Repeat the whole of the data, keeping every detail the same.

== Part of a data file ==
((

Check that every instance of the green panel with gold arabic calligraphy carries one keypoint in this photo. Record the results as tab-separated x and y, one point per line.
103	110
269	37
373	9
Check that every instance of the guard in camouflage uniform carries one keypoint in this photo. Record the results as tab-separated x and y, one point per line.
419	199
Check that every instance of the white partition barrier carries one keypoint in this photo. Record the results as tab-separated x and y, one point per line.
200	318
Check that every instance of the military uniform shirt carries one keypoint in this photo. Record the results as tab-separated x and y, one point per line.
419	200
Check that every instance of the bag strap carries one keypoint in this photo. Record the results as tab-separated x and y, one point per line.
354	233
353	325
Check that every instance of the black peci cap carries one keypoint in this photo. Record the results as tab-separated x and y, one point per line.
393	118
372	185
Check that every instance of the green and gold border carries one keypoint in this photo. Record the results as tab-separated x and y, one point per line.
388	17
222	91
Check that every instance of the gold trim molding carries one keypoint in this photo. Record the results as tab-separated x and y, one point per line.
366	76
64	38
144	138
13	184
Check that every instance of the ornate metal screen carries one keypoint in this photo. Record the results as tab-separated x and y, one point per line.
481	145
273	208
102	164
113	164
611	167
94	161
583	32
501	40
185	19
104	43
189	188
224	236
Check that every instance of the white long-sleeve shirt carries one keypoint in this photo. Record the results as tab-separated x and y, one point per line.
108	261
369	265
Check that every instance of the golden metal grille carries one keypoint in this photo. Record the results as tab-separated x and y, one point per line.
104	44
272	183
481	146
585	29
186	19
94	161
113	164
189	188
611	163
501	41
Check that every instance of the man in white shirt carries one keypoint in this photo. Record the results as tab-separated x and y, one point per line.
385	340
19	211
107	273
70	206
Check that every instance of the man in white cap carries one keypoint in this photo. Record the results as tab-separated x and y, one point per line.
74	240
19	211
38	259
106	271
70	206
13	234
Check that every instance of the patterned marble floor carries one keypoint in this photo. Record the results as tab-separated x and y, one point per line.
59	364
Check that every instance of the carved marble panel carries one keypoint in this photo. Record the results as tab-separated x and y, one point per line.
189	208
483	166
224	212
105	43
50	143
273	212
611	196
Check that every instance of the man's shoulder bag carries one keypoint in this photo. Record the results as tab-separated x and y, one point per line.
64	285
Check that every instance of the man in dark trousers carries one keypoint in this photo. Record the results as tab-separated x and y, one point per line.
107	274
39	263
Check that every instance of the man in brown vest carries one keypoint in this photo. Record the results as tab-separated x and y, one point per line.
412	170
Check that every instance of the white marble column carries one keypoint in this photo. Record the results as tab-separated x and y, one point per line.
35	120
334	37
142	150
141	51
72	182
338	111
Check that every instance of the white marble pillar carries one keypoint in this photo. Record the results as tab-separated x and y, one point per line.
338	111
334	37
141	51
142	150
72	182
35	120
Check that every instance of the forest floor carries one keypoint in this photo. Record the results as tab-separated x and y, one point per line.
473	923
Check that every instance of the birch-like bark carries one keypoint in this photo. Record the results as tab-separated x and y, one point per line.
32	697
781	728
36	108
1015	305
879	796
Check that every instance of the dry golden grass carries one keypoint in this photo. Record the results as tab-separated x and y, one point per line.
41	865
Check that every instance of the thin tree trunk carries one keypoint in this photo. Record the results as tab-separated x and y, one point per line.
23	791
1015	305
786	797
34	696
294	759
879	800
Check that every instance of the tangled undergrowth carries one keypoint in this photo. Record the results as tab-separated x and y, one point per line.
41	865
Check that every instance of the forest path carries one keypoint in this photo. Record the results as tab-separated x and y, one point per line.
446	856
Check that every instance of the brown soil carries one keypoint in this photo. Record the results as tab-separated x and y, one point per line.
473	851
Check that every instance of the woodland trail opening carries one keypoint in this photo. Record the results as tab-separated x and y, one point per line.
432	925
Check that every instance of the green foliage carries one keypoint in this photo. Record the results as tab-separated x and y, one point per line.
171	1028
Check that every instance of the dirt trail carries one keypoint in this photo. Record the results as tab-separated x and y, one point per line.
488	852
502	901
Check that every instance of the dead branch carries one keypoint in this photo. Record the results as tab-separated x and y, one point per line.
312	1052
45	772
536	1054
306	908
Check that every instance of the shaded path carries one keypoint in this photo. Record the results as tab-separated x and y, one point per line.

))

== Answer to this exercise ==
Check that every instance of the green panel with gold arabic calligraphy carries one keypoint in this photo. Record the results as tab-separated x and y, one point per line.
103	110
269	37
373	9
Check that every instance of the guard in camouflage uniform carries one keypoint in this photo. Record the results as tab-separated x and y, one point per line.
419	199
Check that every instance of the white partition barrier carries one keypoint in this photo. Record the results as tab-separated x and y, one point per line.
200	318
Check that every instance of the military uniform shirt carries one keypoint in this photo. Record the results as tab-separated x and y, one point per line.
419	200
Check that every instance of the bag strap carries one keypoint in this photo. Record the results as tab-separated x and y, one point per line.
354	233
353	325
Check that every instance of the black peci cap carries one keypoint in this photo. Record the results as tab-separated x and y, one point per line.
393	118
372	185
Check that every instance of the green and gold border carries one keypoint in this photo. Record the results as tab-separated x and y, one point per line.
388	17
222	91
Check that every instance of the gold trim molding carries one keypoint in this photo. Record the results as tab-separated x and y, one point per line.
366	76
64	38
144	138
13	184
Check that every instance of the ornate metal screen carries one keypoint in this photo. Record the results as tab-separated x and y, one point per line.
481	145
273	208
102	164
113	164
611	167
94	161
583	32
501	40
185	19
104	43
189	188
224	236
Check that every instance of the white long-sleeve shirt carries one keypoint in this photo. Record the results as tab-separated x and y, one point per line.
108	261
369	265
Check that every instance of the golden metal grille carries one keypoint in this photo. Record the results as tab-separated x and y, one point per line.
104	44
272	183
481	146
585	29
186	19
94	161
113	164
189	188
611	163
501	41
Check that every instance of the man in white shirt carries one keypoint in this photo. Record the results as tab-separated x and y, one point per line.
385	340
19	211
107	273
70	206
Check that every instance of the man in white cap carries one keypoint in this photo. Record the results as tab-separated x and y, one point per line.
74	240
19	211
38	259
106	271
70	206
13	234
Check that every instance of the patterned marble floor carries one keypoint in this photo. Record the results as tab-separated x and y, one point per line.
59	364
Check that every instance of the carved marble panel carries one keypoint in this photo. Record the results as tab-separated x and y, one point per line.
189	208
483	166
224	212
105	43
50	143
273	212
611	196
Check that every instance of the man's shoulder bag carries one keypoint in this photo. Record the results as tab-separated x and y, one point per line.
64	285
Check that every instance of the man in dark trousers carries one keypoint in this photo. Record the results as tab-separated x and y, one point per line.
107	274
39	263
Check that every instance of the man in brown vest carries one keypoint in this photo. Record the results as tab-separated x and y, one point per line.
412	170
Check that every instance of the white marble column carries one keypoint in this photo. Record the results as tab-separated x and y, one point per line.
35	120
334	37
142	150
141	51
72	182
338	111
Check that every instance of the white marble pillar carries one keypoint in this photo. Record the results as tab-separated x and y, one point per line.
338	111
334	37
141	51
142	150
72	182
35	120
Check that every instance of the forest floor carries one keypoint in this photo. Record the results as tab-separated x and y, one point per line.
473	923
Check that every instance of the birch-like bark carries one keypoint in this photo. Record the results as tab-separated x and y, one point per line.
32	697
781	728
36	108
1015	305
879	796
Check that every instance of the dry golden grass carries one keypoint in this photo. Record the results as tab-separated x and y, one point per line.
41	865
Check that every instance of the thin tree trunk carries one keypoint in this photo. Record the results as tab-separated x and y, one point per line.
23	791
1015	305
786	797
34	696
294	759
879	800
Check that every instance of the tangled undergrowth carries one keypoint in this photo. Record the results as tab-separated x and y, one point per line.
41	865
Check that every instance of the forest path carries one keypoint in this photo. Record the results as tab-separated x and y, one point per line.
446	856
Check that every instance of the brown soil carries one keypoint in this photo. Record the results as tab-separated x and y, one point per line.
473	851
Check that every instance of the woodland trail opening carries one keypoint in this photo. Record the results as tab-separated x and y, one point per line.
432	925
Check that every instance of the green foliage carries one keypoint in this photo. Record the results as tab-separated x and y, one point per line.
171	1028
Check that every instance of the dirt trail carries one keypoint in this photo. Record the results as tab-separated x and y, one point per line.
488	852
502	901
Check that every instance of the dead branch carries one keypoint in this photo. Record the results as tab-separated x and y, one point per line.
312	1052
45	772
536	1054
306	908
Check that every instance of the shaded path carries one keypoint in this photo. Record the results as tab-separated x and y, one point per line.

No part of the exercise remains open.